Task prompt:
Rewrite the records, starting with the line that contains "Kindly point to the american" and continuing through the end of the records, swapping "decorative windmill" for "ornamental windmill" and leaving everything else unchanged.

........

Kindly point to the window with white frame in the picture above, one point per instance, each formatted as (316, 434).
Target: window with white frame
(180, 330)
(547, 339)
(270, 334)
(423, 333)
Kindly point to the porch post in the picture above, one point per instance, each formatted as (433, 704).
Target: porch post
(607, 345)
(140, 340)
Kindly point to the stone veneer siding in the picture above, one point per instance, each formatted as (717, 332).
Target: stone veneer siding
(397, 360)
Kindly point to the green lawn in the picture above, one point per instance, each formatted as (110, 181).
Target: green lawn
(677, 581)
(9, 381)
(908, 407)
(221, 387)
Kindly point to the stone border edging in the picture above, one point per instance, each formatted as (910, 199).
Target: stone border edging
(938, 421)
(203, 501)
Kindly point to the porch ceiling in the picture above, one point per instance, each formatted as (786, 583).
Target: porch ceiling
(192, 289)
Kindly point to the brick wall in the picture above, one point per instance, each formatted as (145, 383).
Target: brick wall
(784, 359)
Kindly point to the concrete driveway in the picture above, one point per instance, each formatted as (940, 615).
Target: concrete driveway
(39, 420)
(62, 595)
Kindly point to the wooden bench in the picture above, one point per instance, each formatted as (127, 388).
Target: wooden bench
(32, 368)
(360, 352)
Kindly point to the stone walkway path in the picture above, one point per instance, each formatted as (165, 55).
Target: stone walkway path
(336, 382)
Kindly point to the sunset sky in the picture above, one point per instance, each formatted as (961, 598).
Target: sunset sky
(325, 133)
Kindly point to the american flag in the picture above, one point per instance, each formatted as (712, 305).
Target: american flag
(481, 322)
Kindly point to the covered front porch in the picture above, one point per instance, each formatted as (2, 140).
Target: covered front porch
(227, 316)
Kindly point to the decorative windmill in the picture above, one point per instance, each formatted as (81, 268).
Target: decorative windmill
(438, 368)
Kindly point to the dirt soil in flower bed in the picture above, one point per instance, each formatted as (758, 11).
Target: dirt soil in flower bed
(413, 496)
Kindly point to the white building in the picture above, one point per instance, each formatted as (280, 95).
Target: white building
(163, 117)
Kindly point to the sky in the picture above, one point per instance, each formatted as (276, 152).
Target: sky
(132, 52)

........

Final result:
Kindly point to the american flag in the picture above, one point per instance, each formatted as (712, 305).
Target: american flag
(481, 322)
Kindly point to the covered front porch in the picture above, one point per instance, each formatted as (2, 140).
Target: covered front porch
(227, 316)
Kindly point to the ornamental windmill in the picture above, one point per instance, each formatted as (81, 268).
Target: ornamental windmill
(438, 368)
Kindly point to the dirt soil in flower bed in the picture above, one point per instance, each formatted as (758, 11).
Target: dirt soil in flower bed
(413, 496)
Kindly point to the white building in the picture above, one point per instance, each formatted as (280, 95).
Target: white building
(163, 117)
Kindly point to the sky in the picture above, one point per instance, each formatted as (276, 152).
Target: sky
(132, 52)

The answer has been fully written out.